(Dataset material on where objects are located)

/---

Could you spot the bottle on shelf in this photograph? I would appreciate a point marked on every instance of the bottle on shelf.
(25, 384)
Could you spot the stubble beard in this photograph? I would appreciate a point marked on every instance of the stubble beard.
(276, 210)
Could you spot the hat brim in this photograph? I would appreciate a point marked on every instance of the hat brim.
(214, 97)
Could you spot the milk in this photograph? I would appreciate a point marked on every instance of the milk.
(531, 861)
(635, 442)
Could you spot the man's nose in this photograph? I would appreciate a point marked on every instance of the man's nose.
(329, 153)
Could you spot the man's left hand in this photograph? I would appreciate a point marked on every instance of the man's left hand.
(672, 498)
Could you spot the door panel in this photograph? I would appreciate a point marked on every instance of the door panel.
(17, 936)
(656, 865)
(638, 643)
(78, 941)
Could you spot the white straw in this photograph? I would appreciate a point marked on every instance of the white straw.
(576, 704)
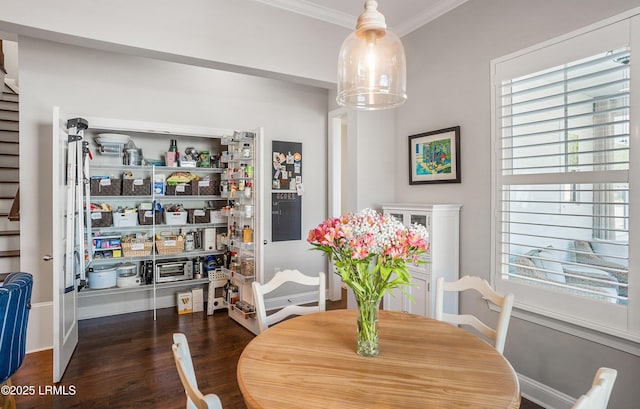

\---

## Directive:
Turn the material above into a numbered list, leaving out blank lines and omitting the picture.

## Answer to this exercise:
1. Could you spot the bottle on shelf in this photograph? I would appreciate a point marked on every instance of the bottle on shelf.
2. (25, 384)
3. Could you spot the stubble beard in this photograph? I would appreciate a point marked on every instance of the stubble beard.
4. (276, 210)
5. Could you spot the hat brim in this photograph? I would appreciate a point marked on every instance of the hat brim.
6. (214, 97)
7. Could you spot the milk in this photograph? I would appreciate a point marked on every instance of the milk.
8. (531, 861)
9. (635, 442)
10. Could you spot the man's nose in this photograph? I would appreciate a point marked on every instance of the man's nose.
11. (329, 153)
12. Could you spot the man's left hand in this photograph? I would appreciate a point marked on every instance of the man's left hand.
13. (672, 498)
14. Could you spot the door panel in this photograph? I would appreciate a point marked on every instance of the door panel.
15. (17, 936)
16. (656, 865)
17. (638, 643)
18. (78, 941)
19. Could you spot the white straw in this photograph? I would appreciate a point marked on every instance of the white straw.
20. (576, 704)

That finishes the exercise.